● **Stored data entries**

_ _ _ _ _ _ _

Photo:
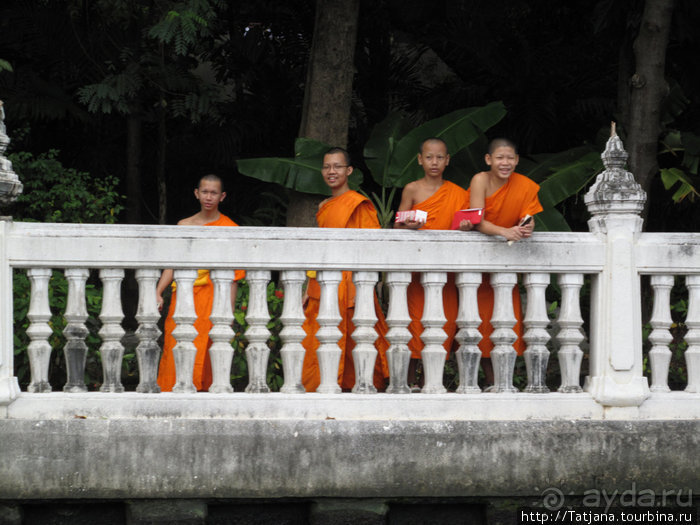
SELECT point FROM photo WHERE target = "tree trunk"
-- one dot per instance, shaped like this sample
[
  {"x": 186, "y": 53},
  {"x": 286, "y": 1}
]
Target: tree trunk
[
  {"x": 160, "y": 167},
  {"x": 133, "y": 169},
  {"x": 647, "y": 90},
  {"x": 328, "y": 91}
]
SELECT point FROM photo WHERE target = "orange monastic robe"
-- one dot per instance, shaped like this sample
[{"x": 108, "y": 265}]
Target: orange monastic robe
[
  {"x": 203, "y": 301},
  {"x": 441, "y": 207},
  {"x": 510, "y": 203},
  {"x": 349, "y": 210}
]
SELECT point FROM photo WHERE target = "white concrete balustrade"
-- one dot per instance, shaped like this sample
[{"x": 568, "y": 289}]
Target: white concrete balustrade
[{"x": 562, "y": 258}]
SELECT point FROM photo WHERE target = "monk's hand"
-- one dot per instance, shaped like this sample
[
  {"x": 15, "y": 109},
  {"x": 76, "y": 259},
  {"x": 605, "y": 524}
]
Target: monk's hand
[
  {"x": 413, "y": 225},
  {"x": 512, "y": 234},
  {"x": 527, "y": 229},
  {"x": 465, "y": 225}
]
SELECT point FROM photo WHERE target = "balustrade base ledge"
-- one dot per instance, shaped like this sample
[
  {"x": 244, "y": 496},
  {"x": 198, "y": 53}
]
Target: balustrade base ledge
[{"x": 219, "y": 458}]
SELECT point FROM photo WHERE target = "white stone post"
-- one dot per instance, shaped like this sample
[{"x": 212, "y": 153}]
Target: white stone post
[
  {"x": 468, "y": 336},
  {"x": 536, "y": 336},
  {"x": 328, "y": 334},
  {"x": 39, "y": 315},
  {"x": 364, "y": 354},
  {"x": 221, "y": 333},
  {"x": 503, "y": 321},
  {"x": 258, "y": 315},
  {"x": 111, "y": 315},
  {"x": 433, "y": 336},
  {"x": 292, "y": 333},
  {"x": 75, "y": 350},
  {"x": 184, "y": 332},
  {"x": 398, "y": 355},
  {"x": 692, "y": 337},
  {"x": 147, "y": 351},
  {"x": 660, "y": 336},
  {"x": 569, "y": 335},
  {"x": 615, "y": 202}
]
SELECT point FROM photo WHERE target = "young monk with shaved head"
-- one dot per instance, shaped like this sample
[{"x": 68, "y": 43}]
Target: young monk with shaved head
[
  {"x": 507, "y": 198},
  {"x": 210, "y": 194},
  {"x": 441, "y": 199}
]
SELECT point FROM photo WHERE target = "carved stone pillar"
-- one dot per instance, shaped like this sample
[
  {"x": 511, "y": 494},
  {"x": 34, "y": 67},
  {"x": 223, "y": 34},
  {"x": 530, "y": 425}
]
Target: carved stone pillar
[
  {"x": 660, "y": 336},
  {"x": 398, "y": 355},
  {"x": 570, "y": 336},
  {"x": 468, "y": 336},
  {"x": 257, "y": 352},
  {"x": 503, "y": 320},
  {"x": 184, "y": 351},
  {"x": 536, "y": 335},
  {"x": 692, "y": 353},
  {"x": 433, "y": 336},
  {"x": 75, "y": 331},
  {"x": 615, "y": 202},
  {"x": 221, "y": 333},
  {"x": 39, "y": 315},
  {"x": 292, "y": 333},
  {"x": 111, "y": 315},
  {"x": 328, "y": 334},
  {"x": 147, "y": 315},
  {"x": 364, "y": 354}
]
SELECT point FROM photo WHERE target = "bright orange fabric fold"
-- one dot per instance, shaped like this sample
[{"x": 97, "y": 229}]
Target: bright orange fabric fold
[
  {"x": 203, "y": 301},
  {"x": 349, "y": 210},
  {"x": 441, "y": 207},
  {"x": 510, "y": 203}
]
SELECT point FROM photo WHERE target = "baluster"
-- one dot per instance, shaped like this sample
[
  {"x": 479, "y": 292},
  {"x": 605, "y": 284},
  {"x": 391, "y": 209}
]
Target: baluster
[
  {"x": 184, "y": 351},
  {"x": 111, "y": 315},
  {"x": 570, "y": 336},
  {"x": 39, "y": 315},
  {"x": 364, "y": 354},
  {"x": 75, "y": 331},
  {"x": 328, "y": 334},
  {"x": 221, "y": 333},
  {"x": 503, "y": 320},
  {"x": 292, "y": 333},
  {"x": 468, "y": 336},
  {"x": 660, "y": 336},
  {"x": 433, "y": 336},
  {"x": 257, "y": 352},
  {"x": 536, "y": 335},
  {"x": 398, "y": 319},
  {"x": 147, "y": 315},
  {"x": 692, "y": 337}
]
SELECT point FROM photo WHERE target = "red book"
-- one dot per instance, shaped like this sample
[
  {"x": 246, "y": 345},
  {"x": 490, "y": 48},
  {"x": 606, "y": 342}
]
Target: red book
[{"x": 472, "y": 214}]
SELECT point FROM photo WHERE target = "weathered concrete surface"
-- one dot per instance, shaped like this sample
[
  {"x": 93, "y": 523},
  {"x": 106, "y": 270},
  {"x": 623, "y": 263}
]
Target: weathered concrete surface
[{"x": 83, "y": 458}]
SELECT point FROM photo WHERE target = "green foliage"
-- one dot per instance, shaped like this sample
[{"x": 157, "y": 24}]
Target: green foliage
[{"x": 54, "y": 193}]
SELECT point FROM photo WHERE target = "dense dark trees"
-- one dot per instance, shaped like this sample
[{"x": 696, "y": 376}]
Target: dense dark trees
[{"x": 159, "y": 92}]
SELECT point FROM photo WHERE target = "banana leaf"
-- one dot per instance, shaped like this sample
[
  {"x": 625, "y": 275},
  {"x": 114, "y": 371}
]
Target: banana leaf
[
  {"x": 301, "y": 173},
  {"x": 569, "y": 179}
]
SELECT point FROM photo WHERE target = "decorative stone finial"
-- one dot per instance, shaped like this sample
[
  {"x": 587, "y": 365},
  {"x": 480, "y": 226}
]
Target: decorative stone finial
[
  {"x": 10, "y": 186},
  {"x": 615, "y": 191}
]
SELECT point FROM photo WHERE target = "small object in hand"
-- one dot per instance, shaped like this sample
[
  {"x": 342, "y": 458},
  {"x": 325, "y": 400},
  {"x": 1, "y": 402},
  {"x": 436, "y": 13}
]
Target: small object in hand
[
  {"x": 472, "y": 215},
  {"x": 411, "y": 215}
]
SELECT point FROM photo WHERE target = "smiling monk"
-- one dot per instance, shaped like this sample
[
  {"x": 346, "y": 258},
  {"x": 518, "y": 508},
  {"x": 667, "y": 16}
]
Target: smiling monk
[
  {"x": 345, "y": 208},
  {"x": 210, "y": 194}
]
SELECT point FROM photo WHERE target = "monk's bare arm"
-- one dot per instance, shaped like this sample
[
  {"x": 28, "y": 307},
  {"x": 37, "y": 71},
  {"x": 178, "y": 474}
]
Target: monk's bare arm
[{"x": 408, "y": 196}]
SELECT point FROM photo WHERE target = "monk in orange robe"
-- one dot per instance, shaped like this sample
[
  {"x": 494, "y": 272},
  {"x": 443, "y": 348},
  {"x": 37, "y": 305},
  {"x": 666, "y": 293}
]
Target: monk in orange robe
[
  {"x": 441, "y": 199},
  {"x": 507, "y": 198},
  {"x": 209, "y": 193},
  {"x": 344, "y": 209}
]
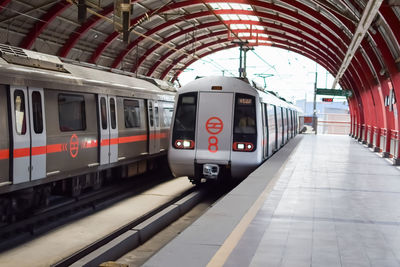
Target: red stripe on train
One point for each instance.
(22, 152)
(4, 154)
(39, 150)
(55, 148)
(129, 139)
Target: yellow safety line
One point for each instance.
(233, 239)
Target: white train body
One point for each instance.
(224, 127)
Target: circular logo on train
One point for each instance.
(214, 125)
(74, 146)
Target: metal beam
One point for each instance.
(367, 17)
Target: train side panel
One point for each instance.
(4, 137)
(132, 125)
(72, 131)
(166, 111)
(271, 129)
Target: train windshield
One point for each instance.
(185, 118)
(245, 115)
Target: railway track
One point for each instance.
(63, 209)
(137, 232)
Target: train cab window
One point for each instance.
(157, 116)
(132, 113)
(245, 115)
(71, 111)
(103, 113)
(113, 114)
(20, 114)
(186, 113)
(37, 112)
(185, 121)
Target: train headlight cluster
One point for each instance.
(184, 144)
(243, 146)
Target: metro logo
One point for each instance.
(214, 125)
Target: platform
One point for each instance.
(332, 203)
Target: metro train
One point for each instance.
(226, 127)
(65, 127)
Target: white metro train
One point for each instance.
(226, 127)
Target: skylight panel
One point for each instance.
(233, 17)
(225, 6)
(225, 17)
(239, 26)
(244, 34)
(215, 6)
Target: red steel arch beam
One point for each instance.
(311, 54)
(204, 55)
(318, 28)
(312, 44)
(231, 46)
(269, 26)
(331, 62)
(3, 3)
(392, 82)
(77, 34)
(43, 22)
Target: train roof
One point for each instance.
(28, 68)
(232, 84)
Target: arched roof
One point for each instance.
(168, 35)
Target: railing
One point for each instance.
(383, 140)
(394, 142)
(331, 123)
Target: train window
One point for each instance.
(113, 114)
(132, 113)
(167, 116)
(157, 116)
(20, 115)
(245, 115)
(37, 112)
(186, 113)
(151, 116)
(103, 113)
(71, 111)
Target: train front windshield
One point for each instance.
(244, 129)
(185, 121)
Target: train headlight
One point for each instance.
(243, 146)
(184, 144)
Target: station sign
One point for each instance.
(334, 92)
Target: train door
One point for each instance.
(108, 129)
(214, 127)
(265, 130)
(283, 114)
(154, 126)
(29, 133)
(4, 138)
(278, 118)
(271, 129)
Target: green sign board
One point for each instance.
(346, 93)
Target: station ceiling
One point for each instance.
(168, 35)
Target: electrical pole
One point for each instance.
(315, 118)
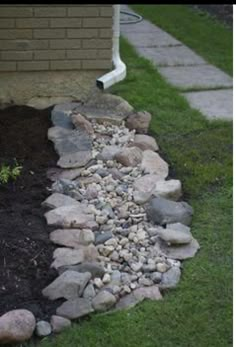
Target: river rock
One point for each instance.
(152, 163)
(68, 285)
(58, 200)
(163, 211)
(139, 121)
(75, 160)
(103, 301)
(170, 278)
(144, 142)
(59, 323)
(73, 238)
(16, 326)
(43, 328)
(82, 123)
(129, 156)
(75, 308)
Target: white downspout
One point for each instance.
(119, 72)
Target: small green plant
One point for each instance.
(7, 172)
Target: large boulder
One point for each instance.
(139, 121)
(163, 211)
(16, 326)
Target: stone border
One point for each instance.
(120, 228)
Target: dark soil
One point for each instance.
(25, 249)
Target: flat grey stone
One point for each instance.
(103, 301)
(142, 27)
(171, 56)
(75, 308)
(68, 285)
(75, 160)
(200, 76)
(43, 328)
(59, 323)
(74, 142)
(181, 252)
(150, 39)
(127, 302)
(96, 269)
(174, 235)
(152, 163)
(73, 238)
(163, 211)
(101, 238)
(144, 142)
(108, 152)
(57, 200)
(69, 217)
(170, 278)
(89, 292)
(214, 104)
(66, 256)
(60, 115)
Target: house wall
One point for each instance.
(55, 37)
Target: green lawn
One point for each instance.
(207, 36)
(198, 313)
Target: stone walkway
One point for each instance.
(183, 68)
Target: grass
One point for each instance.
(199, 311)
(196, 29)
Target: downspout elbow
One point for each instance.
(119, 72)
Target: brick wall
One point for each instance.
(55, 37)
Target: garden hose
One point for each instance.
(139, 18)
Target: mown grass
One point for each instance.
(205, 35)
(199, 311)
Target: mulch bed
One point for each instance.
(25, 249)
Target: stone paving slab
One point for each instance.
(142, 27)
(214, 104)
(150, 39)
(200, 76)
(171, 56)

_ _ _ _ _ _ _

Arrange everything from the line containing "Target: flat grey stone" down to the last line of the items as a JSON list of strings, one string per line, omitting any blank lines.

[
  "Target: flat grey stone",
  "One point for each instance.",
  "(103, 301)",
  "(142, 27)",
  "(171, 56)",
  "(75, 308)",
  "(68, 285)",
  "(75, 160)",
  "(200, 76)",
  "(43, 328)",
  "(59, 323)",
  "(74, 142)",
  "(181, 252)",
  "(150, 39)",
  "(127, 302)",
  "(96, 269)",
  "(174, 235)",
  "(152, 163)",
  "(73, 238)",
  "(163, 211)",
  "(101, 238)",
  "(144, 142)",
  "(108, 152)",
  "(57, 200)",
  "(69, 217)",
  "(170, 278)",
  "(89, 292)",
  "(214, 104)",
  "(66, 256)",
  "(60, 115)",
  "Target: house wall",
  "One point for each instance.",
  "(55, 37)",
  "Target: green lawn",
  "One point for each instance.",
  "(207, 36)",
  "(198, 313)",
  "Target: stone walkway",
  "One point for each instance.",
  "(183, 68)",
  "Target: grass",
  "One point for each instance.",
  "(199, 311)",
  "(196, 29)",
  "Target: downspout elbow",
  "One point for each instance.",
  "(119, 72)",
  "Target: brick wall",
  "One point for each instance.",
  "(55, 37)",
  "Target: garden hose",
  "One point for each instance.",
  "(139, 18)",
  "Target: mown grass",
  "One point for each instance.",
  "(205, 35)",
  "(199, 311)",
  "Target: mulch bed",
  "One point for each instance.",
  "(25, 249)",
  "Target: stone paving slab",
  "One point for each instance.",
  "(142, 27)",
  "(214, 104)",
  "(150, 39)",
  "(200, 76)",
  "(171, 56)"
]